Quoted passage

■ ■ ■ ■

The judicial review application

  1. These proceedings began with a show cause application filed on 20 November 2013.  The applicant continues to rely on that application which contains a single ground of review:

    The second respondent (the assessor) failed to accord the applicant procedural fairness in that the assessor did not address a claimed basis for the applicant’s fear of persecution, namely the applicant’s Arab ethnicity, age and gender as express integers of the applicant’s claim as a failed asylum seeker returning from Australia.

  2. I have before me as evidence the court book filed on 10 January 2014. 

  3. The parties made both oral and written submissions.

Consideration

  1. The applicant’s contention is a simple but subtle one.  It is not in contest that the Assessor’s report is a detailed and careful consideration of the applicant’s claims[21].  Neither is it in contention that the Assessor considered the applicant’s Arab ethnicity generally in relation to his fear of harm in Iran.  The question is whether the Assessor needed to deal specifically with the applicant’s Arab ethnicity when dealing with his claim based upon his membership of a particular social group of returnees to Iran who are failed asylum seekers?

■ ■ ■ ■

Dataset excerpts
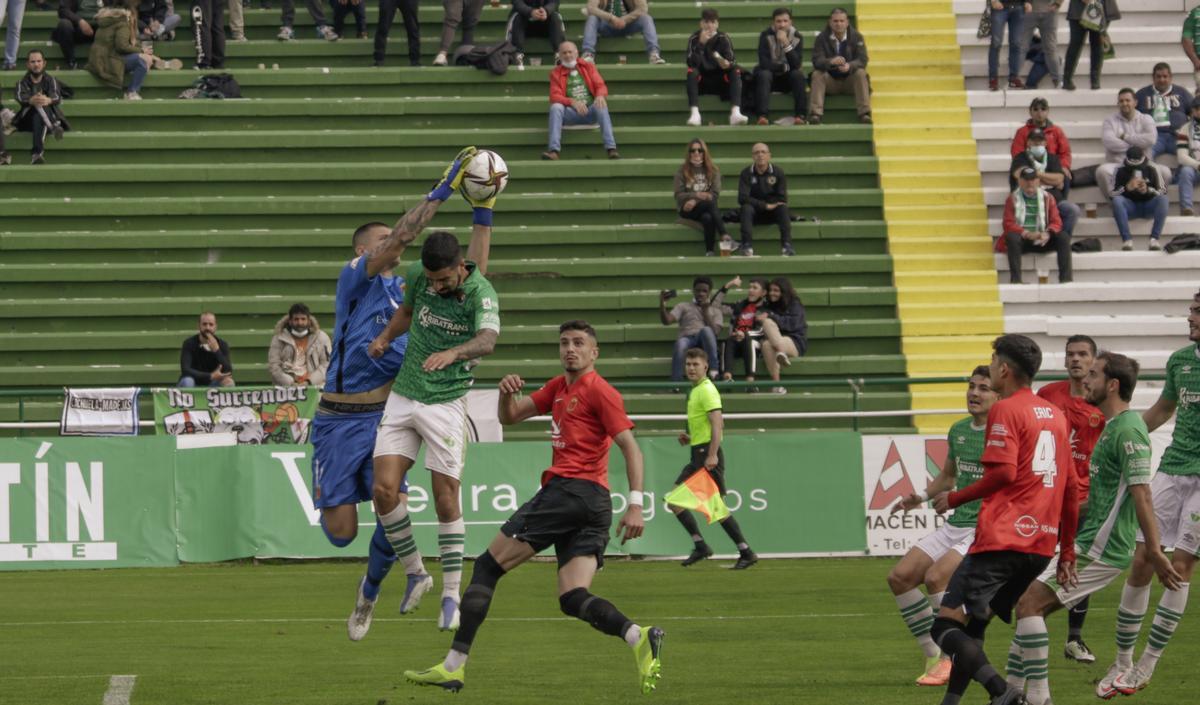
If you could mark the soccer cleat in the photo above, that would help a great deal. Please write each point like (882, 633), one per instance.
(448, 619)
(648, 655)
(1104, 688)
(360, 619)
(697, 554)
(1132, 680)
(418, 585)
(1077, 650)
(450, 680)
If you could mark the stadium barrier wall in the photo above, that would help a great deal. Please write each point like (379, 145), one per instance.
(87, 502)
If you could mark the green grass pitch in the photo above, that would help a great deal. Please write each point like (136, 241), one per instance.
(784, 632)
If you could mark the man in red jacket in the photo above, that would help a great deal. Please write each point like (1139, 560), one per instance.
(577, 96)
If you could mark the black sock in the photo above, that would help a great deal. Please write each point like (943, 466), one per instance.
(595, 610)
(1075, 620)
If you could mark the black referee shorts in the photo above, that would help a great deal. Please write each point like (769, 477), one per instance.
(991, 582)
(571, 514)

■ ■ ■ ■

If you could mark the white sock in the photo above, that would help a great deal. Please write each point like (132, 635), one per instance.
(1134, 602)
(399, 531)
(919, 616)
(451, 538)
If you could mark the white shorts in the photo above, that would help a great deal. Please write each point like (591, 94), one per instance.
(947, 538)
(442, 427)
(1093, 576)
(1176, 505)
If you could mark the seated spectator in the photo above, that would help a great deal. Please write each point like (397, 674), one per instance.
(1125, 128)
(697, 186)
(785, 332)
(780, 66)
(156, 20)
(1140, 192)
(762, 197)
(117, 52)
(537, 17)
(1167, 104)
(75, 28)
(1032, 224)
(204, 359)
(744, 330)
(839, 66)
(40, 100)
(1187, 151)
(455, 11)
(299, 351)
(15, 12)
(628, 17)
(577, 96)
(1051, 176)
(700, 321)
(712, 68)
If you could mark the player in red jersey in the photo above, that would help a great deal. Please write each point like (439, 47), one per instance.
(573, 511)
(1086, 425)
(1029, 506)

■ ■ ■ ■

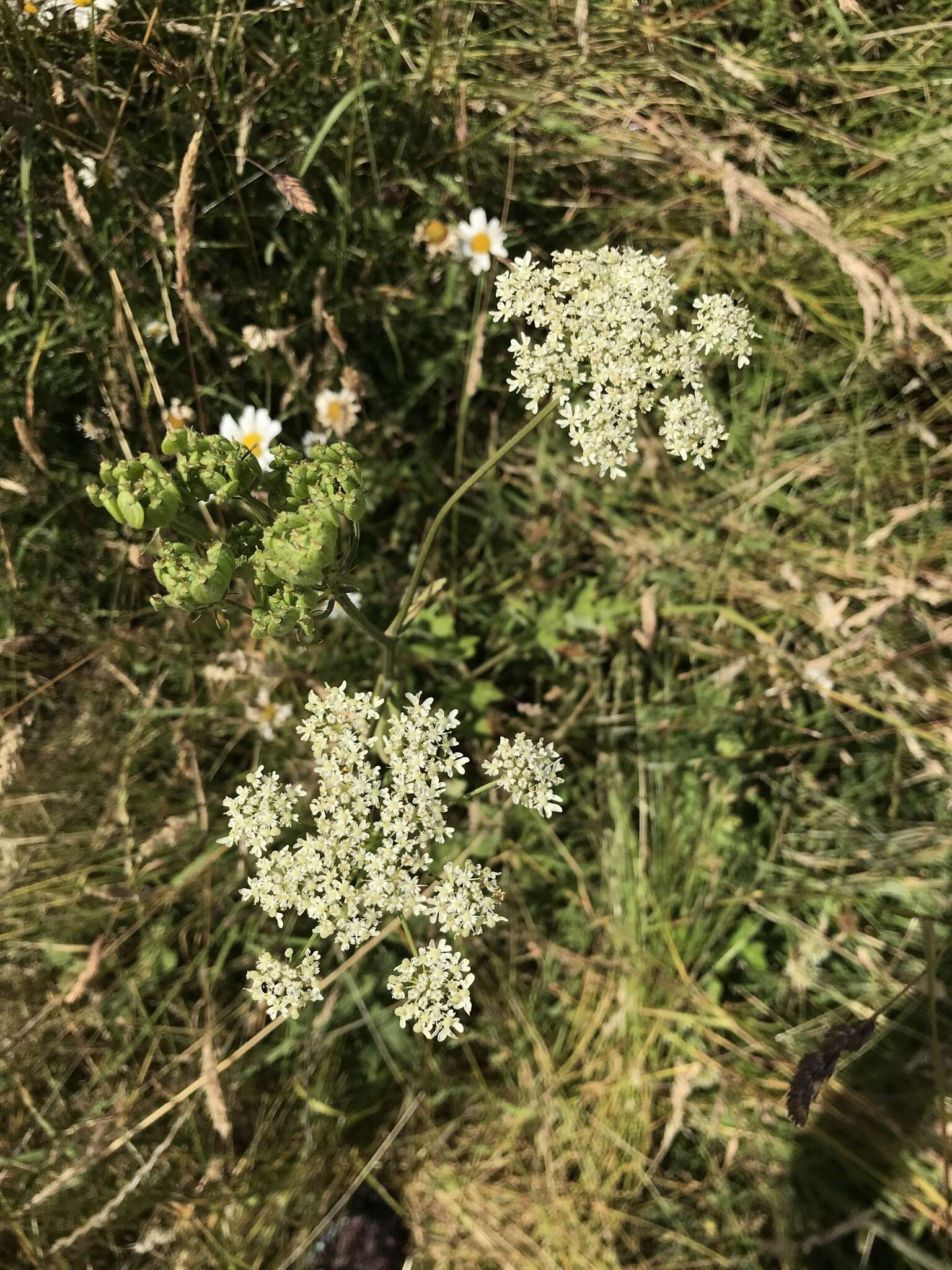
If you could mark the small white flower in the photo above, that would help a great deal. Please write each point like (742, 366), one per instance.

■ ■ ■ ■

To be done
- A) Scale the entries from the line containing "If you could mark the player" through the line containing "(1029, 506)", both ends included, and write out only those lines again, with the requests unchanged. Multiply every coordinate in the answer points by 2.2 and round each result to a whole number, rounding halves up.
- B) Extend the passage on the judicial review application, starting right after its last sentence.

Final answers
- A)
If you could mark the player in red jersey in the photo above, that would help a great deal. Please write each point like (439, 47), one per instance.
(1261, 1124)
(2389, 935)
(2264, 1113)

- B)
    [21] Indeed, in my view, the report is one of the most thoughtful reports of an Assessor that I have read

  2. The question arising from the application is whether, in the absence of any explicit reference to the applicant’s ethnicity in its consideration of the returnee claim, the Assessor’s findings about the applicant’s “political profile” or “profile” should be read to include the applicant’s ethnicity and the entirety of the claim that the applicant feared he would be persecuted more severely as a failed asylum seeker because he was Arab.

  3. In favour of reading the ethnicity claim into the findings on profile is the Assessor’s references to the original claim at [22] and at [118] to the advisor’s submissions of 6 February 2012 which claimed under the heading “Threat of harm for imputed political opinion” that as one from an ethnic minority and therefore on the “wrong side” the applicant was automatically a threat to the regime and vulnerable to persecution[22].

    [22] CB 114

  4. However the claim of imputation of a political opinion due to race does not necessarily account for the entirety of the applicant’s race claim which he put in rawer terms in his entry interview: “you can see the hatred of people there towards Arabs”[23]. The original claim in the applicant’s statement was in broader terms of race which was not defined or limited to the imputation of a political opinion.  The 6 February 2012 submissions also put race as an integer of the returnee claim separately from the imputed political opinion integer of the returnee claim[24].

    [23] CB 10

    [24] at CB 118-119

  5. The applicant contends that the Assessor’s findings may deal with the claim of political opinion imputed as a member of a minority race in the returnee claim as made in the submissions of 6 February 2012, but they do not deal with the claim that the race difference was of itself a reason to fear more severe harm as an involuntary returnee.

  6. The applicant submits that the recital of the claims at [86] that the applicant “has said that he fears if he returns Iran (sic) he will suffer persecution for being an Arab and for having applied for asylum in Australia” should be read disjunctively.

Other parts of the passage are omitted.